■ **EXERCISE TASK**
Write out each of the items below word for word, leaving every line unchanged.

■ **DATA FOR THIS EXERCISE**
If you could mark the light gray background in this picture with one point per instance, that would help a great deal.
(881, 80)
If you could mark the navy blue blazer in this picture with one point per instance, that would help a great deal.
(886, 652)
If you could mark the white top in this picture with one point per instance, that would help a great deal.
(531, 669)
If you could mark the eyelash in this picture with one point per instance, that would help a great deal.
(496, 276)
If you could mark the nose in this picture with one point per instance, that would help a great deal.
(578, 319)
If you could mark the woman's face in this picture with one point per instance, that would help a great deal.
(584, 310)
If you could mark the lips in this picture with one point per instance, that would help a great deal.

■ **OUTPUT FOR THIS EXERCISE**
If you could mark the light gray background in this picture with one point per instance, that would help a great deal.
(881, 80)
If you could mark the navy blue blazer in this picture with one point per instance, that would help a great deal.
(886, 652)
If you could mark the white top in this picture with one point per instance, that would help a great deal.
(531, 669)
If you could mark the eyelash in this picture with one point per instance, that would help a great deal.
(496, 276)
If you could mark the nose in this picture with one point per instance, that would help a great deal.
(578, 319)
If you could mark the woman's face in this picture with one point per instance, that would help a great deal.
(584, 310)
If you could mark the lips in this picture with one point per instance, that would help a great deal.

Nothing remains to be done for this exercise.